Given records>
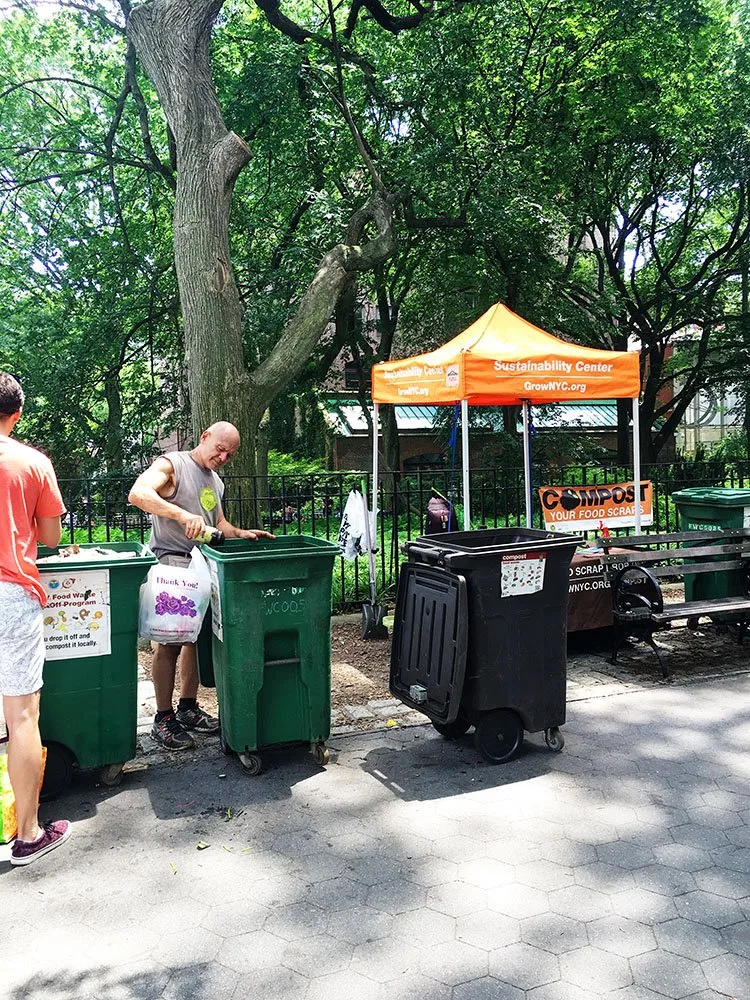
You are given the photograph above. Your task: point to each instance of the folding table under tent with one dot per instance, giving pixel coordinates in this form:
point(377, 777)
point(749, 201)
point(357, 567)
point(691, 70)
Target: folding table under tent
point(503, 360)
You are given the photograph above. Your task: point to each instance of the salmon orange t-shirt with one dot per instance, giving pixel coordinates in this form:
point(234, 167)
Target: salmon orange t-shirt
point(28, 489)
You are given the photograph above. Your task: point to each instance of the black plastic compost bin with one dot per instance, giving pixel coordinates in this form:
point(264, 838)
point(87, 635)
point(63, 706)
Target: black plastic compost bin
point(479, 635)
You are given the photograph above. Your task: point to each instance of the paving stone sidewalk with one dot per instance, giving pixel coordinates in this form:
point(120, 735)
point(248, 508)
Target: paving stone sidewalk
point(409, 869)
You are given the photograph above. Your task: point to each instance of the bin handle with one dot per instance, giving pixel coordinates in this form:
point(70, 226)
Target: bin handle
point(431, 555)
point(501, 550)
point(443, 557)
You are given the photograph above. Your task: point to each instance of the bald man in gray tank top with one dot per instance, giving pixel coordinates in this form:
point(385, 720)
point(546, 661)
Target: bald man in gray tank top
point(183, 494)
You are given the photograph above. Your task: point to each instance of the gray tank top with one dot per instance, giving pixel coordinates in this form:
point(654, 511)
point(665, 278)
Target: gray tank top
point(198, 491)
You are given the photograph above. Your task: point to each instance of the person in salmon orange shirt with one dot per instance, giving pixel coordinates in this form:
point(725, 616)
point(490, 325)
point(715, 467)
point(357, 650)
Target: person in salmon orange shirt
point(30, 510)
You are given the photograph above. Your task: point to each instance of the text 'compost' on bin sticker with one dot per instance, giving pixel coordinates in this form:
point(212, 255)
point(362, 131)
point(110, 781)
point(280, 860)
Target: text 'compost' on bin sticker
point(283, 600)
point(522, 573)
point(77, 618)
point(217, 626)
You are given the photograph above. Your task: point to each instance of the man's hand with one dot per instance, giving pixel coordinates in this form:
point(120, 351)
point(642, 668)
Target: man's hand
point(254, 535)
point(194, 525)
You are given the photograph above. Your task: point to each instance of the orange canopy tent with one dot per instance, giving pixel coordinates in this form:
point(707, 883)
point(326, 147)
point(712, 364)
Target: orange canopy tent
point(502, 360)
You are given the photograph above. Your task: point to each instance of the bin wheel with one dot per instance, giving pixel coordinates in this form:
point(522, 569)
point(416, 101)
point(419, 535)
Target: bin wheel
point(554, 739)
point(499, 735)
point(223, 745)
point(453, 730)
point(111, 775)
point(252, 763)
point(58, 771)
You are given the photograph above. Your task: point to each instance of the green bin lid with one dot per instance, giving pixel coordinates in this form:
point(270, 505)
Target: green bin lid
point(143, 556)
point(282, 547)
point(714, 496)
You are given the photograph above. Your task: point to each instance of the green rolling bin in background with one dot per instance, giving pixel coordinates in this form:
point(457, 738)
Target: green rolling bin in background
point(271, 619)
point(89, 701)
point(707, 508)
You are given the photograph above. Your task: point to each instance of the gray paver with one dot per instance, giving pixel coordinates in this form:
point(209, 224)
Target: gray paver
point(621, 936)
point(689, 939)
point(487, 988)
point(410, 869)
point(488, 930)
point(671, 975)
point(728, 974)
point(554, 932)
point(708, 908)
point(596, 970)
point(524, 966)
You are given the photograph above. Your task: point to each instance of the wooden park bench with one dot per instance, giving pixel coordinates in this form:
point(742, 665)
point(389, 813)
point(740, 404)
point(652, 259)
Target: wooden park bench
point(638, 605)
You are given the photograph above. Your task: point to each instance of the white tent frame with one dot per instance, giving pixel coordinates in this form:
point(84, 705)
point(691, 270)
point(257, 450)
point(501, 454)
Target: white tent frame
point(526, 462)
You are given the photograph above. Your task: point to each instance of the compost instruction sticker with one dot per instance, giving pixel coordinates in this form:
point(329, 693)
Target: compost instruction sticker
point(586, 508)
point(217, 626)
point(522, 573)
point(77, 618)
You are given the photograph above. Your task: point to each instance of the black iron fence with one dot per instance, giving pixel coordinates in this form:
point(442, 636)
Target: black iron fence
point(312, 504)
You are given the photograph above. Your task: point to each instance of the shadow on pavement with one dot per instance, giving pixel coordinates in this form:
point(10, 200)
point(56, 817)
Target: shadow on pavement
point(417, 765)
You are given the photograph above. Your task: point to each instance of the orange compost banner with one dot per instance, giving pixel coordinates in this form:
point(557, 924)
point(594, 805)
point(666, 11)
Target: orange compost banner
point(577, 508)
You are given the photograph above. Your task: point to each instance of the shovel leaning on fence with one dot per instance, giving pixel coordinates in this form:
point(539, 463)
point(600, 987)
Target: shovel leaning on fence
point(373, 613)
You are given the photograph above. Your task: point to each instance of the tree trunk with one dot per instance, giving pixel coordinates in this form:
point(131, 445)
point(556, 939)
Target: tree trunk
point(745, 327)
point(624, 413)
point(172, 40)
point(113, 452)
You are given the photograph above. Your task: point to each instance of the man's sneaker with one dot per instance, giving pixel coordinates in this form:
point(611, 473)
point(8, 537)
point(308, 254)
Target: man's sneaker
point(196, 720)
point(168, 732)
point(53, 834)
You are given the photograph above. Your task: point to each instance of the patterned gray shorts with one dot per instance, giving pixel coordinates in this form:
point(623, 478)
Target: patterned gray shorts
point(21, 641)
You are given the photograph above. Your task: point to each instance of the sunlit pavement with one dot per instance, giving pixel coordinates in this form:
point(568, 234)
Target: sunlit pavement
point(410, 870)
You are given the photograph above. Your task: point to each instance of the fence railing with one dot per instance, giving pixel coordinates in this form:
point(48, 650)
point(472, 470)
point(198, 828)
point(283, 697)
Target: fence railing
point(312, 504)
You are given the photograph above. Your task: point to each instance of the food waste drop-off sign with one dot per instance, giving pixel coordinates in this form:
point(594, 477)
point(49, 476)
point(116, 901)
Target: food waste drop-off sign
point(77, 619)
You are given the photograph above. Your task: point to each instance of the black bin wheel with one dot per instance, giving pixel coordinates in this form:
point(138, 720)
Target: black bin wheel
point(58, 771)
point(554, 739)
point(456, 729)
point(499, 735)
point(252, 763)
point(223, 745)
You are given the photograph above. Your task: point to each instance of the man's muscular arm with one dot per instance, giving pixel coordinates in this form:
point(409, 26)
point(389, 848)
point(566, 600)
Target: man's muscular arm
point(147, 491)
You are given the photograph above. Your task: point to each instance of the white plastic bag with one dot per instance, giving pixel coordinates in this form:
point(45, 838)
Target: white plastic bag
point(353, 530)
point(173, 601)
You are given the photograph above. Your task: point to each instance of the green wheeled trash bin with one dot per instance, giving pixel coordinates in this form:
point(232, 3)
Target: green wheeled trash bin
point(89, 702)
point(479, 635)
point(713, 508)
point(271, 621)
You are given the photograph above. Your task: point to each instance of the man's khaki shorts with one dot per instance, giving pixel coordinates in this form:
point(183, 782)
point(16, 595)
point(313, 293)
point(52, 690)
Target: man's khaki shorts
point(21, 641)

Task directions>
Reproduce the entire listing above verbatim, from its first line to its last, and leave any pictures out of your copy.

Solution>
You are given the photograph above. Your task: point to each instance of the folding table under tent with one dot per instance, giving pixel coordinates in this form:
point(377, 777)
point(749, 201)
point(357, 567)
point(691, 70)
Target: folding table under tent
point(503, 360)
You are given the photograph above. Your task: point to each instance of the salmon orange t-shirt with one dot per instance, giving pixel coordinates in this form:
point(234, 167)
Target: salmon orange t-shirt
point(28, 489)
You are given the photograph above. Your task: point to each instance of the black plastic compost bin with one dot per instance, giving pixel coordinates in this form:
point(264, 838)
point(87, 635)
point(63, 706)
Target: black plastic compost bin
point(479, 635)
You are given the photograph above. Your task: point to each instance of the paving stone sidewalk with one dot per instance, giving pixel coordinates in this form:
point(120, 735)
point(248, 508)
Target: paving stone sidewalk
point(409, 869)
You are given the photograph above. Your task: point to each instance of the bin handle with one dot per instance, giving pixel coordinates in this form:
point(70, 226)
Target: bin handle
point(431, 555)
point(501, 550)
point(443, 557)
You are given the photograph above. Your task: point to each instance of the bald man in gray tank top with one dot per instance, giving pixel coordinates in this form:
point(385, 720)
point(546, 661)
Target: bald man in gray tank top
point(183, 494)
You are given the photograph above. Your task: point to each instance of the gray tank top with one dot per instance, giving pixel coordinates in this form:
point(654, 511)
point(665, 278)
Target: gray tank top
point(198, 491)
You are given the photograph above. Your task: point to each instance of the person in salmon orange shirt with one dot per instance, giving pixel coordinates in this form:
point(725, 616)
point(490, 325)
point(715, 467)
point(357, 650)
Target: person in salmon orange shirt
point(30, 510)
You are given the photograph above. Your task: point to each instance of the text 'compost' on bin sticker with one dot per instance, giving pixel coordinates in this form:
point(212, 255)
point(362, 131)
point(110, 781)
point(280, 860)
Target: text 'compost' on bin sticker
point(283, 600)
point(522, 573)
point(77, 618)
point(217, 626)
You are given the photograph above. Your task: point to each instance of the man's hand with one dot per instance, giving pixel coordinates in this form:
point(120, 351)
point(642, 668)
Target: man's hand
point(254, 535)
point(194, 525)
You are given the photograph above. Your task: point to each instance of the orange canopy tent with one dot per instance, giving pixel coordinates in this form:
point(707, 883)
point(326, 147)
point(712, 364)
Target: orange canopy tent
point(502, 360)
You are given the photograph above. Your task: point to each instance of the bin wheel with one dot per instance, giving pixel coordinates in this form:
point(522, 569)
point(416, 101)
point(419, 535)
Target: bin wheel
point(554, 739)
point(499, 735)
point(223, 745)
point(453, 730)
point(111, 775)
point(252, 763)
point(58, 771)
You are given the photograph above. Your task: point to each instance of the green bin lid with one dot per instance, giving pixel coordinates in this form:
point(270, 505)
Target: green bin lid
point(143, 556)
point(282, 547)
point(714, 496)
You are given the photograph above. Your task: point to each instance of the green rolling bin in background with one dot per instance, giving pixel coordinates in this form:
point(457, 738)
Target: green rolling bin in background
point(271, 619)
point(89, 701)
point(707, 508)
You are given the photograph above. Your task: point to each instance of the gray paver with one dot per instance, giving pixel coordinates in this form:
point(209, 224)
Target: gray paver
point(621, 936)
point(689, 939)
point(487, 988)
point(410, 869)
point(488, 930)
point(671, 975)
point(728, 974)
point(554, 932)
point(708, 908)
point(596, 970)
point(524, 966)
You are given the photograph above. Your task: point to each instance of the wooden park bench with one dot per instance, giving pixel coordinates in this form:
point(742, 665)
point(389, 813)
point(740, 404)
point(652, 259)
Target: wooden park bench
point(638, 605)
You are given the photograph above. Your task: point to each instance of the white tent frame with one dot per instance, giving pixel coordinates in this form:
point(84, 705)
point(691, 270)
point(257, 450)
point(501, 454)
Target: white tent frame
point(526, 462)
You are given the photograph above. Your task: point to each instance of the compost instruction sticker with one dot per instance, giving pixel coordinates in this form:
point(329, 693)
Target: compost instruction sticker
point(586, 508)
point(217, 626)
point(522, 573)
point(77, 618)
You are given the photograph above. Your task: point to each instance of the black iron fence with one dot per instance, giving pixel coordinates in this form:
point(442, 636)
Target: black iron fence
point(312, 504)
You are given the photograph above. Your task: point to each instance of the shadow on pavement with one dot per instance, giving pixel coordinates in this form:
point(10, 200)
point(56, 817)
Target: shadow on pavement
point(417, 765)
You are given the photograph above. Your task: point to each instance of the orange compost banner with one dot per instance, giving pixel coordinates in this form:
point(557, 924)
point(594, 805)
point(666, 11)
Target: orange compost banner
point(577, 508)
You are given the photograph above. Your task: point to each instance of the shovel leaning on fence with one dot per instance, giving pixel coordinates in this form:
point(539, 463)
point(600, 987)
Target: shovel leaning on fence
point(373, 613)
You are given the photograph above. Your task: point to each instance of the tree trunk with one dot per instance, giving pixel coordinates in this form:
point(131, 445)
point(556, 939)
Target: tree trunk
point(745, 327)
point(624, 413)
point(172, 40)
point(113, 452)
You are given the photograph above. Your task: point to each instance of the man's sneaker with one dot per instance, giving pixel coordinates in this form:
point(611, 473)
point(8, 537)
point(308, 254)
Target: man's sneaker
point(196, 720)
point(168, 732)
point(53, 834)
You are given the photograph above. Your task: point to each instance of the patterned gray shorts with one dot per instance, giving pixel coordinates in this form:
point(623, 478)
Target: patterned gray shorts
point(21, 641)
You are given the photograph above. Your task: point to each instance of the sunlit pavement with one dot per instance, giving pixel coordinates in this form:
point(568, 234)
Target: sunlit pavement
point(410, 870)
You are given the photograph above. Your task: point to each instance of the fence railing with one dot per instance, giving pixel coordinates in this form:
point(48, 650)
point(472, 470)
point(198, 828)
point(283, 697)
Target: fence railing
point(312, 504)
You are given the photograph above. Your task: point to each instance of the food waste drop-off sign with one dot per instance, giving pixel coordinates in this form:
point(594, 477)
point(49, 476)
point(116, 901)
Target: food waste drop-off sign
point(77, 619)
You are given the photograph above. Your task: point to each instance of the black bin wheel with one dot per instance, giving pixel coordinates in this form:
point(138, 720)
Target: black bin wheel
point(58, 771)
point(554, 739)
point(456, 729)
point(499, 735)
point(252, 763)
point(223, 745)
You are given the photograph above. Your task: point to each instance of the man's muscular arm with one dot per instance, giving pixel coordinates in this form:
point(409, 26)
point(389, 848)
point(566, 600)
Target: man's muscular arm
point(147, 491)
You are given the photograph above. Your task: point to each instance of the white plastic bag with one dot per instance, giving pixel coordinates in this form:
point(45, 838)
Target: white plastic bag
point(353, 530)
point(173, 601)
You are given the photograph above. Your task: point to each instance of the green wheeled trash bin with one dot per instance, giving pixel coordinates in this form:
point(232, 3)
Target: green wheeled trash bin
point(89, 702)
point(479, 635)
point(713, 508)
point(271, 621)
You are given the photograph above. Your task: point to each instance of the man's khaki shorts with one dot per instance, giving pixel coordinates in this form:
point(183, 782)
point(16, 595)
point(313, 293)
point(52, 690)
Target: man's khaki shorts
point(21, 641)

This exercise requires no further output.